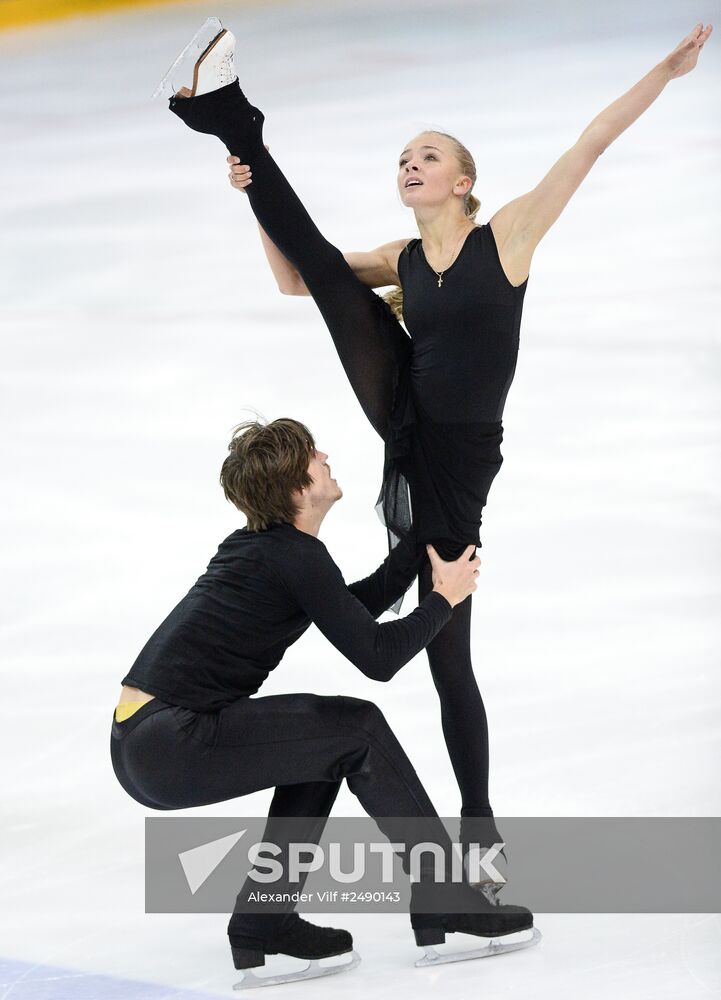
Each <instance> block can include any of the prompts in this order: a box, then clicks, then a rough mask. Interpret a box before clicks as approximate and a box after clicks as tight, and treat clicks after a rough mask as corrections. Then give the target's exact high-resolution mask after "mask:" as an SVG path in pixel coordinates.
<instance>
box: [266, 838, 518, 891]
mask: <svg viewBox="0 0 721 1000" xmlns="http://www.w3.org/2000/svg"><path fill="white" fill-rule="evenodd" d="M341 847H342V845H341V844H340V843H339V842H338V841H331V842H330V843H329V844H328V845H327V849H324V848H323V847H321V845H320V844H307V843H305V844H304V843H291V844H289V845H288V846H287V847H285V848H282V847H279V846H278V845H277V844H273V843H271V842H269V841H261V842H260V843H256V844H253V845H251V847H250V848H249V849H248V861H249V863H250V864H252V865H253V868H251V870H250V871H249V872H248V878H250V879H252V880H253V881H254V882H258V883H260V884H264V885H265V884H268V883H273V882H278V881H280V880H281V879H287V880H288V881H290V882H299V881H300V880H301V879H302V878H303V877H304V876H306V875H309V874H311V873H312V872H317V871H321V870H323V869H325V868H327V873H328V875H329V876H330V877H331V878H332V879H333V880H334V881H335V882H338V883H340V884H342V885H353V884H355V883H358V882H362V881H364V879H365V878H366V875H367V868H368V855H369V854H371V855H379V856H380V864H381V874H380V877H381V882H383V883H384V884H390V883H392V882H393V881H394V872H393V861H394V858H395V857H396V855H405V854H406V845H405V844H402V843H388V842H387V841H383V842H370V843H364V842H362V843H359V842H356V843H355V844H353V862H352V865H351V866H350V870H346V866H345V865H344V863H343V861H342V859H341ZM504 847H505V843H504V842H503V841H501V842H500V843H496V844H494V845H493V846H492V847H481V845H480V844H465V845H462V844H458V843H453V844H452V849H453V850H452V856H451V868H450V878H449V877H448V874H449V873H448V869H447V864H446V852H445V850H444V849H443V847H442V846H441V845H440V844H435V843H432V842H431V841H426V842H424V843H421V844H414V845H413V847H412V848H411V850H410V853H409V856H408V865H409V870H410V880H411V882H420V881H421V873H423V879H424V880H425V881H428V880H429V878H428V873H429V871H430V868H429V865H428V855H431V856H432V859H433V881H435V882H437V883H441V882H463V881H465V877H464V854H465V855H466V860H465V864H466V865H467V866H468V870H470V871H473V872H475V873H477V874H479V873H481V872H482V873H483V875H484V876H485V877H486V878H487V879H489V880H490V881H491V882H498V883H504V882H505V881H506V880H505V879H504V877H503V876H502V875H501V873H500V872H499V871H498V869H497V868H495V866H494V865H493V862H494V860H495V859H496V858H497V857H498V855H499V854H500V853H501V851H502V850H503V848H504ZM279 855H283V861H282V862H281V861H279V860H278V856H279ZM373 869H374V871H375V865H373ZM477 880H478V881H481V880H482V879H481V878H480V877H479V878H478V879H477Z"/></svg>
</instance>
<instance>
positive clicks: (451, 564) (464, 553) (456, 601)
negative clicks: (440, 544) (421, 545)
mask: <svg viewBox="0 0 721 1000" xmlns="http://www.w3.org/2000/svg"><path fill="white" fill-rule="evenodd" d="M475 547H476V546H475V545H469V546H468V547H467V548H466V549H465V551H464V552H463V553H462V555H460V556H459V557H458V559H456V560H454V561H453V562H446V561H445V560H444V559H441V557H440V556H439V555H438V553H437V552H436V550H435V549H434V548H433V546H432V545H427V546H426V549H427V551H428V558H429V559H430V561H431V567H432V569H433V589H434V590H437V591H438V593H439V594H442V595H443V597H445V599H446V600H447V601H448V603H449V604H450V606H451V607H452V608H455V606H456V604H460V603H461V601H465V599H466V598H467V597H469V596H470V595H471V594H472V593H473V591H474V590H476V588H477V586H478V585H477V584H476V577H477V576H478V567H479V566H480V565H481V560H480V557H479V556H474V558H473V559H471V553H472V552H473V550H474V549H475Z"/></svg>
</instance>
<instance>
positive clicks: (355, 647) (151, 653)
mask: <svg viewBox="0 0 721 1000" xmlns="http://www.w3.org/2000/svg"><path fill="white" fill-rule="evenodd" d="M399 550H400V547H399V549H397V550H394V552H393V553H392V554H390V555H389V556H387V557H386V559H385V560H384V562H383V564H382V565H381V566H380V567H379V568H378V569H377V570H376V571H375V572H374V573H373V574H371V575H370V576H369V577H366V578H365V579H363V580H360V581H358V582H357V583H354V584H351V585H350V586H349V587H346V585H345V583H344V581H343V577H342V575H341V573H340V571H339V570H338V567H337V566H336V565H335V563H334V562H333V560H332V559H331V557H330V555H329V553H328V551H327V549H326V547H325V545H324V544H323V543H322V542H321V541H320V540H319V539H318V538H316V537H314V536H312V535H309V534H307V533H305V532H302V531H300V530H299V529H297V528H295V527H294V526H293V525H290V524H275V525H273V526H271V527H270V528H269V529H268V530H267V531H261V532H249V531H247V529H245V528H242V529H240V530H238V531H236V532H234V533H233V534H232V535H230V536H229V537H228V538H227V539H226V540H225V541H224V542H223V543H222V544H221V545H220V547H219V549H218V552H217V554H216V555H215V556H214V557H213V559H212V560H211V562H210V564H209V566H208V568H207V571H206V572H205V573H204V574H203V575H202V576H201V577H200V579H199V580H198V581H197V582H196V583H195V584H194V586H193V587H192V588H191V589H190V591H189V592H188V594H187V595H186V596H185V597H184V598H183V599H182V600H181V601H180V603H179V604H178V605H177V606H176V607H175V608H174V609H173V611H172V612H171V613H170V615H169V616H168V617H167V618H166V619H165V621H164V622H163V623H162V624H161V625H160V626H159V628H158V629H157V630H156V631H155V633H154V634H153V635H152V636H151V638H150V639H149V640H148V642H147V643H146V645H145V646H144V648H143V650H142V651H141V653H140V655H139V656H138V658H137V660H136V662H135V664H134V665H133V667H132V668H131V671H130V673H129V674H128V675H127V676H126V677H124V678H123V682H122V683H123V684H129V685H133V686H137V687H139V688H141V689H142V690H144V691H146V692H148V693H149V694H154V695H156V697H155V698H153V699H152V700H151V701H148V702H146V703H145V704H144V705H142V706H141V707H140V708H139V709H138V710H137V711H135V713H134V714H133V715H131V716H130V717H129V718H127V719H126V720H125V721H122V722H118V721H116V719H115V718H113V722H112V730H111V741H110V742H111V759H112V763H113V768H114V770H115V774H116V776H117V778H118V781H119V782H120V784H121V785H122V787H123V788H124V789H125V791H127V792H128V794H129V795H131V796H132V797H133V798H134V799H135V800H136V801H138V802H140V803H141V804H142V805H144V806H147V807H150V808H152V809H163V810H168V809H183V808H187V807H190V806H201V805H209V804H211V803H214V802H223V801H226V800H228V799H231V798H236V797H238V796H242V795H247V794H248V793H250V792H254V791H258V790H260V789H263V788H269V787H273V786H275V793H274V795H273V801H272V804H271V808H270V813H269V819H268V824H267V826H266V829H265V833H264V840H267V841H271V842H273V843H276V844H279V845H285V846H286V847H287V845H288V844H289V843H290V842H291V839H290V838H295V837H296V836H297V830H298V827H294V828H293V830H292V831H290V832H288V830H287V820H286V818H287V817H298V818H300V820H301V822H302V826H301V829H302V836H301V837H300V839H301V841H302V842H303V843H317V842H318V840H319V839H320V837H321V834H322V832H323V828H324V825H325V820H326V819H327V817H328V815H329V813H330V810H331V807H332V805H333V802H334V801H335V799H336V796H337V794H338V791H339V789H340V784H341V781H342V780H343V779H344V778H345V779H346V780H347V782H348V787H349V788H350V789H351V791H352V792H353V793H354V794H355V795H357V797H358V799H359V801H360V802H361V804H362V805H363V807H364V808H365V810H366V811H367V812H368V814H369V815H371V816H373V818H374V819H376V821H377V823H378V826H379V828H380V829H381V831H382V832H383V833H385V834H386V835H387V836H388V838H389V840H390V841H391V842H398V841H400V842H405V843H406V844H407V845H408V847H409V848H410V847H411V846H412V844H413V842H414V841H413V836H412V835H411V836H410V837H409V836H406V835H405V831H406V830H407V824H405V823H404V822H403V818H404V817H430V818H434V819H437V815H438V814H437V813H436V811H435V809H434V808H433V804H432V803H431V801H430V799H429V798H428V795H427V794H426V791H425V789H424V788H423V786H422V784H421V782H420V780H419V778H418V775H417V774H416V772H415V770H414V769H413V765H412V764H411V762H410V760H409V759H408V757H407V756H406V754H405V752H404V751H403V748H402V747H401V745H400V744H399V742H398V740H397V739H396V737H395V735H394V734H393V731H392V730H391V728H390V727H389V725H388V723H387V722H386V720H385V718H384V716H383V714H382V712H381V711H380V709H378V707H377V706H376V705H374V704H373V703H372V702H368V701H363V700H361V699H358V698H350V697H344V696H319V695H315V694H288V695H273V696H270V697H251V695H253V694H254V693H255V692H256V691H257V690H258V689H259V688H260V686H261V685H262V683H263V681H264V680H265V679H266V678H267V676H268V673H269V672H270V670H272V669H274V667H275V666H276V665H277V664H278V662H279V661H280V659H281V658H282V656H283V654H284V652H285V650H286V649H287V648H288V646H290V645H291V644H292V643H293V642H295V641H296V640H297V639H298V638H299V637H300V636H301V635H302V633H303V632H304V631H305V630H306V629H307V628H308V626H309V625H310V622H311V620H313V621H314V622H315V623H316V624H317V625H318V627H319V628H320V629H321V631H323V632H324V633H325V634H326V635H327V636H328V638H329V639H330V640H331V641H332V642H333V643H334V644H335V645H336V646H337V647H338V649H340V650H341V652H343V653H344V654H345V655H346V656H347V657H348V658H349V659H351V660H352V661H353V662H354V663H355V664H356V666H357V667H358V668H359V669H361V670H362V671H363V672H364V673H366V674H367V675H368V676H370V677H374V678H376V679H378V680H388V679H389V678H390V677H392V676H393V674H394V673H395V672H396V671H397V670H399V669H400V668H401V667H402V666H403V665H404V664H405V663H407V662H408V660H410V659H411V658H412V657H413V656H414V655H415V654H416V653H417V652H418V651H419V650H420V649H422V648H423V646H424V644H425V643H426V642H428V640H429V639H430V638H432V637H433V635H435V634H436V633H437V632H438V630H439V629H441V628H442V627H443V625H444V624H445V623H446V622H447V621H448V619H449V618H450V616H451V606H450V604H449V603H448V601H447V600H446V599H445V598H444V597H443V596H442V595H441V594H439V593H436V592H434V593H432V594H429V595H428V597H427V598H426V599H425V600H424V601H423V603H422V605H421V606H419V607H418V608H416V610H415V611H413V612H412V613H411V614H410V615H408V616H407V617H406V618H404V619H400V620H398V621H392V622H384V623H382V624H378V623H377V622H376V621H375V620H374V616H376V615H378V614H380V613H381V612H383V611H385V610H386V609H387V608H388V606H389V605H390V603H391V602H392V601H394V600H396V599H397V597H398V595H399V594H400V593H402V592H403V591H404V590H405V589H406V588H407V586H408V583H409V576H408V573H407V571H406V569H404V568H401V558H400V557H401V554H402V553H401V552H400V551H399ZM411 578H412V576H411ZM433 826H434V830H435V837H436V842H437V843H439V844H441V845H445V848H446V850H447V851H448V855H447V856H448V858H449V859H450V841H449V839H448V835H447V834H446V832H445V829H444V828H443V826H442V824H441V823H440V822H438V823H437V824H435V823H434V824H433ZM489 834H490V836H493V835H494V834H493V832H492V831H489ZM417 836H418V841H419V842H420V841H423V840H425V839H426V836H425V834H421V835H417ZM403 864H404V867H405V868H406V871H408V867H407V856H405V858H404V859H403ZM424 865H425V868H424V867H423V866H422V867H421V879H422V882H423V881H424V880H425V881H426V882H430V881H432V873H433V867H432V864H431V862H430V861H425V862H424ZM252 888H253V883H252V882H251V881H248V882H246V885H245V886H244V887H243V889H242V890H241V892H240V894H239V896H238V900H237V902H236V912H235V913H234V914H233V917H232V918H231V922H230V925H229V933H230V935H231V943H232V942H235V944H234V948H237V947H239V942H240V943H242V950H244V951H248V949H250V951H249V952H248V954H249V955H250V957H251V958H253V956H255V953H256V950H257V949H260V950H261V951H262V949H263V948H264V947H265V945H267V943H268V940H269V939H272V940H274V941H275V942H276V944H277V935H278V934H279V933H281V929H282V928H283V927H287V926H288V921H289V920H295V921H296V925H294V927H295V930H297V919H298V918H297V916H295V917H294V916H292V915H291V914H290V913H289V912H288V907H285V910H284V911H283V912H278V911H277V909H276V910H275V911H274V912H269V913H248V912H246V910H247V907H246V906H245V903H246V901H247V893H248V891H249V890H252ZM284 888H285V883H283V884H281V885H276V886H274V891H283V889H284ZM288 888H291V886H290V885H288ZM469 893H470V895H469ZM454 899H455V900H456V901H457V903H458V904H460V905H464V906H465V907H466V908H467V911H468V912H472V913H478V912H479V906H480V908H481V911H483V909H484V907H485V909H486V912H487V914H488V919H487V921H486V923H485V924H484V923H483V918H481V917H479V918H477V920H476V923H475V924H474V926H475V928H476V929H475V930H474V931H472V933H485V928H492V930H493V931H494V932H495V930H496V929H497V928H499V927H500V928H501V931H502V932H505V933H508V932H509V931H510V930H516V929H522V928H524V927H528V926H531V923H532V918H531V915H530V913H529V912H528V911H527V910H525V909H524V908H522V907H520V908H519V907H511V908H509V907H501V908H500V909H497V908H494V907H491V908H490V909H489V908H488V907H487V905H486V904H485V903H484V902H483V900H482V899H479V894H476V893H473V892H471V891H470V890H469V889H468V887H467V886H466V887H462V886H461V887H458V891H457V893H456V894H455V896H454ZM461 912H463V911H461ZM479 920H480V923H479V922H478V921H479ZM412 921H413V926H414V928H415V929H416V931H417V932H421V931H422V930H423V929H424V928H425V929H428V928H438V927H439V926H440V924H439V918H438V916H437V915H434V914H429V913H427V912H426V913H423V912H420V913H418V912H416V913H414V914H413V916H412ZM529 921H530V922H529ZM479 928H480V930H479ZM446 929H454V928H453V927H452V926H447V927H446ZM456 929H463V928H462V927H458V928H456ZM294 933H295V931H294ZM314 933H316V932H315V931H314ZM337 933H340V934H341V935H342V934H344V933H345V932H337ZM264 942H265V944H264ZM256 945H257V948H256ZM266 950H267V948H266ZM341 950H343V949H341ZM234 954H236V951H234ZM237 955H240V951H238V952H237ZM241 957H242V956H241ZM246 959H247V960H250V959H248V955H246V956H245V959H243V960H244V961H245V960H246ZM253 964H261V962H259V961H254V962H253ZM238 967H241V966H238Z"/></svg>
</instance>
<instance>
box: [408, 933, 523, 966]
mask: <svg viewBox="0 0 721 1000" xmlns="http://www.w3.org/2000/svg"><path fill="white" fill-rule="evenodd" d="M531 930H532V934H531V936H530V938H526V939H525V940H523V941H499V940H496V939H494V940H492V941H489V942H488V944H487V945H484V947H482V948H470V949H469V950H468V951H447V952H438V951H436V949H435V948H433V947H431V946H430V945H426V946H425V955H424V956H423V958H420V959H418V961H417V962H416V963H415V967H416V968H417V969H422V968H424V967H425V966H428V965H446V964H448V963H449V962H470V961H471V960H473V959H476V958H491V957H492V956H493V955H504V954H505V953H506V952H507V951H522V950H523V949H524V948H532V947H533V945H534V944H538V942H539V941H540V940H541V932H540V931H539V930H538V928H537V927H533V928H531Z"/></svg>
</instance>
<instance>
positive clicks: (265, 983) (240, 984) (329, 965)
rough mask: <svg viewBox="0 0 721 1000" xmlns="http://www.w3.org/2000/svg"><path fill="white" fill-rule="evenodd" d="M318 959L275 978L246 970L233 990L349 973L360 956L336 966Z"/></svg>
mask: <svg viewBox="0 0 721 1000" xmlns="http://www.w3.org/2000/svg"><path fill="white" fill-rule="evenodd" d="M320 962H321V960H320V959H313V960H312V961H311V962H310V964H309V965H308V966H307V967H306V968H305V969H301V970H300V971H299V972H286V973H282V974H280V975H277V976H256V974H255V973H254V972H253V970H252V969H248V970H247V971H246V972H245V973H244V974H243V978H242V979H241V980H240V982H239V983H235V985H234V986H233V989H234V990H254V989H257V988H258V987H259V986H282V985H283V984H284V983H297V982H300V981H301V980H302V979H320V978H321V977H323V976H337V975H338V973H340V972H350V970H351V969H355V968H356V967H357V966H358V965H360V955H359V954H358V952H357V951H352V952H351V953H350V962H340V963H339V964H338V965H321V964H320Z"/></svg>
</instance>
□ □ □ □
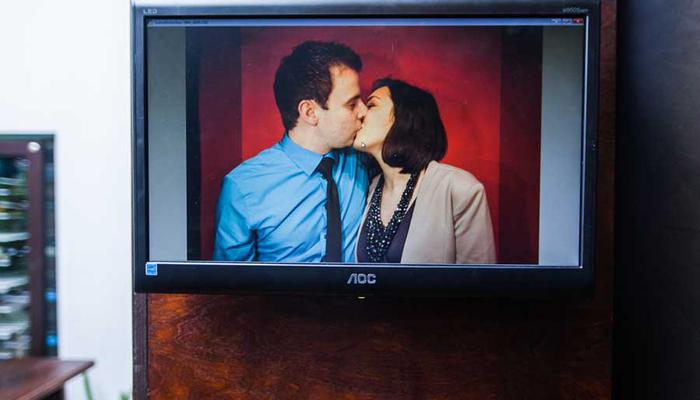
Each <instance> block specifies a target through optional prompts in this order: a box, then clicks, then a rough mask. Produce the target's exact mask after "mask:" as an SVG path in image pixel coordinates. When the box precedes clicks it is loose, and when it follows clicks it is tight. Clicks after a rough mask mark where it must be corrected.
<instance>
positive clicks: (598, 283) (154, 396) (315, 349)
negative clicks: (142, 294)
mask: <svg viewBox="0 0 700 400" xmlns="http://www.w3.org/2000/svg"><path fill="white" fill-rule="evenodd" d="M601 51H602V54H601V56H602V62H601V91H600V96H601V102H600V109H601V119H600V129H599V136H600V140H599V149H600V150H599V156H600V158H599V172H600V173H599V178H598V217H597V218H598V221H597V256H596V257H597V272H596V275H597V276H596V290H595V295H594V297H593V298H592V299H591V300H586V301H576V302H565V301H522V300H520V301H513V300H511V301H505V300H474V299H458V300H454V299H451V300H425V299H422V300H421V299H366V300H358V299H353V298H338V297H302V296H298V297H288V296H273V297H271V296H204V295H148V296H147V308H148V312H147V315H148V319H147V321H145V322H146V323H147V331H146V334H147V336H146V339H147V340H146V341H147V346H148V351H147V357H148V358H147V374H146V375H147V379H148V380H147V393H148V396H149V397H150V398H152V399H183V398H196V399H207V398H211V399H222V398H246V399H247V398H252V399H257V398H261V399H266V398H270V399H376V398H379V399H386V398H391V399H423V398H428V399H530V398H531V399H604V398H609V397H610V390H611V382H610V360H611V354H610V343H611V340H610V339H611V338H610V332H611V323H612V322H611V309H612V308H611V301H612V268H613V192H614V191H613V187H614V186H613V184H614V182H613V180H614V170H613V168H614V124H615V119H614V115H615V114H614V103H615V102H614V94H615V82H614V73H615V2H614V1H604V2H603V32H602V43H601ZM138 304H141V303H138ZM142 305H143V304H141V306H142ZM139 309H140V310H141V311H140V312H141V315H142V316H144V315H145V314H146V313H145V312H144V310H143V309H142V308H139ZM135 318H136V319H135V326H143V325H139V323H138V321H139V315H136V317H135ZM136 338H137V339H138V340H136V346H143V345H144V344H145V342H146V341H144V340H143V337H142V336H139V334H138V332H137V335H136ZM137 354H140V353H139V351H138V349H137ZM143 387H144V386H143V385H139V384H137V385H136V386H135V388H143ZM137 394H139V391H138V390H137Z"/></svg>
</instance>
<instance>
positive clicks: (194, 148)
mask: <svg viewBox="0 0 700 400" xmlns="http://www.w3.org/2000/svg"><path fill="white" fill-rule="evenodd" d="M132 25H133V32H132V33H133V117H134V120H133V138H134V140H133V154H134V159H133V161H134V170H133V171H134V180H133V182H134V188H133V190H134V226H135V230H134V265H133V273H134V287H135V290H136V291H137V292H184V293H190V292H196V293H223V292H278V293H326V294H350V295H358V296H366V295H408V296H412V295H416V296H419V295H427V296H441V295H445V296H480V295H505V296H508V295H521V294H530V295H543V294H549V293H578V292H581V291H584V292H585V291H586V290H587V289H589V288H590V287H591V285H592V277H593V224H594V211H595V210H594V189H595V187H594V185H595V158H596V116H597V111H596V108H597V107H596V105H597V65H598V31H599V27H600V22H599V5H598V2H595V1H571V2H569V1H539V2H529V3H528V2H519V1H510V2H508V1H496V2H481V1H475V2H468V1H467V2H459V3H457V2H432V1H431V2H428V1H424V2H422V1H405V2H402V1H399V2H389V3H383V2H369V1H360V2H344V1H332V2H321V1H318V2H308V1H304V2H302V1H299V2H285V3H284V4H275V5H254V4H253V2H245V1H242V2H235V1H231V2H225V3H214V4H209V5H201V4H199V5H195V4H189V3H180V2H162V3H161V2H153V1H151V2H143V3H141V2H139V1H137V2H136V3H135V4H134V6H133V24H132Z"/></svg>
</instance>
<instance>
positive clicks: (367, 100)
□ □ □ □
Problem details
Say how many lines in the data include the string "coordinates", giving the number alone.

Answer for the task
2